Direction: Find "Target: gravel ground" in the records that follow; print that line and each subsequent line through the last one, verbatim and with nothing added.

Information given:
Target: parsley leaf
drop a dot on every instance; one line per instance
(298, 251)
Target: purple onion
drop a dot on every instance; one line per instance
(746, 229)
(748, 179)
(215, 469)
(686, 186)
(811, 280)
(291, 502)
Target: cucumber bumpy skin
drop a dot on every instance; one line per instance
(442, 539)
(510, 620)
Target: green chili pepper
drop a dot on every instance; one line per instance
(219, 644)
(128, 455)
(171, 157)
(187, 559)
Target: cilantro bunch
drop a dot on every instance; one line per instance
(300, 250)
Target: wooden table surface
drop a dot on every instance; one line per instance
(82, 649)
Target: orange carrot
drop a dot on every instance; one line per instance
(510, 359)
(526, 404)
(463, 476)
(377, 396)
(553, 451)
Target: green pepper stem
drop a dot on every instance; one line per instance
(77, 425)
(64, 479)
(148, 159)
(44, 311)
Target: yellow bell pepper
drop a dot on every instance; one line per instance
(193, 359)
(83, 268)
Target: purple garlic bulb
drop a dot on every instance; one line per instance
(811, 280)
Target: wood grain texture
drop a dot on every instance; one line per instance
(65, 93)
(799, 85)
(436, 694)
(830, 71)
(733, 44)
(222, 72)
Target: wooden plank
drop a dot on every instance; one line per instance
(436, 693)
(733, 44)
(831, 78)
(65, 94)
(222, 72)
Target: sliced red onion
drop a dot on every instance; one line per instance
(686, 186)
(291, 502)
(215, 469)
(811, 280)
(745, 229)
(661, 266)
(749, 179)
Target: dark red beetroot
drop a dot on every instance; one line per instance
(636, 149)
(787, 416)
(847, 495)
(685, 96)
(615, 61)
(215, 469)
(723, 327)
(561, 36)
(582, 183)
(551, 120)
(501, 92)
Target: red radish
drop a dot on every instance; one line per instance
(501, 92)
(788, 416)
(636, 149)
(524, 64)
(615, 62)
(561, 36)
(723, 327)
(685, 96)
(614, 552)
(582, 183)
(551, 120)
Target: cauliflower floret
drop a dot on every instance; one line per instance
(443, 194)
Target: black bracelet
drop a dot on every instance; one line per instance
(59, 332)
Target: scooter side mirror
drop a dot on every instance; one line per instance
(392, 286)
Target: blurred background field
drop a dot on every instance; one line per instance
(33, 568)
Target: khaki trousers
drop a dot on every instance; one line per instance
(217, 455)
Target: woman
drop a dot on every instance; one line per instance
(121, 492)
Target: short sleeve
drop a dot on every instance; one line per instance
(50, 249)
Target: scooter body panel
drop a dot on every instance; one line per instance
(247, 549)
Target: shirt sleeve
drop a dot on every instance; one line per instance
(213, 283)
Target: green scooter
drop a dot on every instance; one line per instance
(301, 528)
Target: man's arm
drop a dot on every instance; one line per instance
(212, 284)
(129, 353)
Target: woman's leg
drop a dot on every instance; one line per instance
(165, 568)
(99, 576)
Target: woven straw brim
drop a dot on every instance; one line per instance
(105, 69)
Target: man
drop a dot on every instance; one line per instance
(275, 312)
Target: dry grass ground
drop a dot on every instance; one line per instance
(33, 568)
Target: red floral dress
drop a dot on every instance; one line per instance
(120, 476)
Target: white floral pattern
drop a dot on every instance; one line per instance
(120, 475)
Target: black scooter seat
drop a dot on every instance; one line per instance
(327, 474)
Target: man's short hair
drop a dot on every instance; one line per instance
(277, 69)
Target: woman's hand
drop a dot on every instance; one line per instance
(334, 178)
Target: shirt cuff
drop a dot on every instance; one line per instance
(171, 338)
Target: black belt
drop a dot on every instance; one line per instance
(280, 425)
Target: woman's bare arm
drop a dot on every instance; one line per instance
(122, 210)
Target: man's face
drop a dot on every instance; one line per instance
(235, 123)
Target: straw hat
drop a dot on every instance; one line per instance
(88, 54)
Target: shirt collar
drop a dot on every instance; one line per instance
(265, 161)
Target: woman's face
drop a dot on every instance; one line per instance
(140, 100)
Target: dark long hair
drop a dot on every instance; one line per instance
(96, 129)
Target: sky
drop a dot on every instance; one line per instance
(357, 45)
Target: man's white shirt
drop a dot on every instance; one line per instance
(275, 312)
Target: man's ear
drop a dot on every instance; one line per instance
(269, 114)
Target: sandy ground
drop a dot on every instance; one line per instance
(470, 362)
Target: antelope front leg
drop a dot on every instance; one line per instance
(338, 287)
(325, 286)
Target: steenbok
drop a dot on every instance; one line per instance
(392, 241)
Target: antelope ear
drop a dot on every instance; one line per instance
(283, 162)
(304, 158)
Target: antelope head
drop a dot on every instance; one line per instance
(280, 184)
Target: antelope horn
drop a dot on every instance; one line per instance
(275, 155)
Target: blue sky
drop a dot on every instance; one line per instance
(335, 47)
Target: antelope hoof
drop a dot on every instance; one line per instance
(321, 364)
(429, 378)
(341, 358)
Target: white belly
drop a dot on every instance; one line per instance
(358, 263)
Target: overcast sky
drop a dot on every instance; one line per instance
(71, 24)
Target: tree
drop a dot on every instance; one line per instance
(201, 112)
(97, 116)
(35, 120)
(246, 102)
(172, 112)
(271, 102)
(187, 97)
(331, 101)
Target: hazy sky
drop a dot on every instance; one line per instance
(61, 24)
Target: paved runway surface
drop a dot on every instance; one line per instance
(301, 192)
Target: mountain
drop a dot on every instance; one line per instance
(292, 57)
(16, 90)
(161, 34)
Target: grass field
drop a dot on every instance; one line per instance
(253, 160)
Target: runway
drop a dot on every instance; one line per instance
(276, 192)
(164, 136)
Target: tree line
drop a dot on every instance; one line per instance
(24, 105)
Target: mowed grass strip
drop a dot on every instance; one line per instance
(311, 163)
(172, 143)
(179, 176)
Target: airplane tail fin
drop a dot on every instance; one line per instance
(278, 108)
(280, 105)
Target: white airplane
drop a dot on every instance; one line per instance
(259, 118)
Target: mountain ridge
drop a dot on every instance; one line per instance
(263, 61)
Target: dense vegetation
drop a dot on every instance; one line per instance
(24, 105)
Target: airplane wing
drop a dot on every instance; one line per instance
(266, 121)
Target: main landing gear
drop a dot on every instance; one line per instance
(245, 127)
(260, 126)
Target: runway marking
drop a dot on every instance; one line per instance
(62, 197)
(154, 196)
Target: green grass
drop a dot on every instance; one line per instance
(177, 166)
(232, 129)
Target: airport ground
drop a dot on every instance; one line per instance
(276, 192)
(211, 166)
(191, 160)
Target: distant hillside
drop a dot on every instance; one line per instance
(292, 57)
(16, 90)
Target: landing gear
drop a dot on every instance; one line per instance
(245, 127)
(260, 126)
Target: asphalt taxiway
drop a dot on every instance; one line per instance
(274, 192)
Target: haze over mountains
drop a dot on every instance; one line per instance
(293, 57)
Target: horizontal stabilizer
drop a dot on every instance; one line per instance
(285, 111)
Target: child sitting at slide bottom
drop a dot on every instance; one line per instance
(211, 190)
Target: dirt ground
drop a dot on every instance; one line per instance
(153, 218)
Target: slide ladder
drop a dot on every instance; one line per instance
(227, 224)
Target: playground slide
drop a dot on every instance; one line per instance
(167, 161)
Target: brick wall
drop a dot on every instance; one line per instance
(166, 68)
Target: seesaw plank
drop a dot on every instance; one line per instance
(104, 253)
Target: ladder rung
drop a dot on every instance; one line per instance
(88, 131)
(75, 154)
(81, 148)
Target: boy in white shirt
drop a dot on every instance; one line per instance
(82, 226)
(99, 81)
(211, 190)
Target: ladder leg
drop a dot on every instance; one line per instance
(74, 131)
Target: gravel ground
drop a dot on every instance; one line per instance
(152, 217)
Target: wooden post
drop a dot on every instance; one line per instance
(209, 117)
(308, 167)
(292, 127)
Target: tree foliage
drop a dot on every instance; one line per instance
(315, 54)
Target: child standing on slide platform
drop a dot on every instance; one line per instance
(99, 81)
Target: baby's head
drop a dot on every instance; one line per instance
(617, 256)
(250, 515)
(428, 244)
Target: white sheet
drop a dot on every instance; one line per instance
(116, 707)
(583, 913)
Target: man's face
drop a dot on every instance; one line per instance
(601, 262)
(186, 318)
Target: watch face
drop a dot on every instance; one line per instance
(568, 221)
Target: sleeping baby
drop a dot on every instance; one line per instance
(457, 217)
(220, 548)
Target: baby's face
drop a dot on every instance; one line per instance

Exercise response:
Target: gravel ground
drop a dot on every instance; one line per instance
(152, 217)
Target: wooden post
drop a dot on every instance; one line per instance
(209, 117)
(308, 167)
(292, 127)
Target: tree foliage
drop a dot on every instance; one line per instance
(315, 54)
Target: child standing on slide platform
drop a dot on every instance; one line per instance
(99, 81)
Target: baby's head
drop a dot on every instance; one line per instance
(617, 256)
(250, 515)
(428, 244)
Target: white sheet
drop a dot on every instance; one line per instance
(116, 707)
(583, 913)
Target: man's face
drop a dot on every instance; one line per instance
(601, 262)
(186, 318)
Target: watch face
drop a dot on every instance; one line per instance
(568, 221)
Target: sleeping baby
drop a dot on every instance; one line per instance
(457, 217)
(220, 548)
Target: baby's face
drop a dot on every instance; one line per instance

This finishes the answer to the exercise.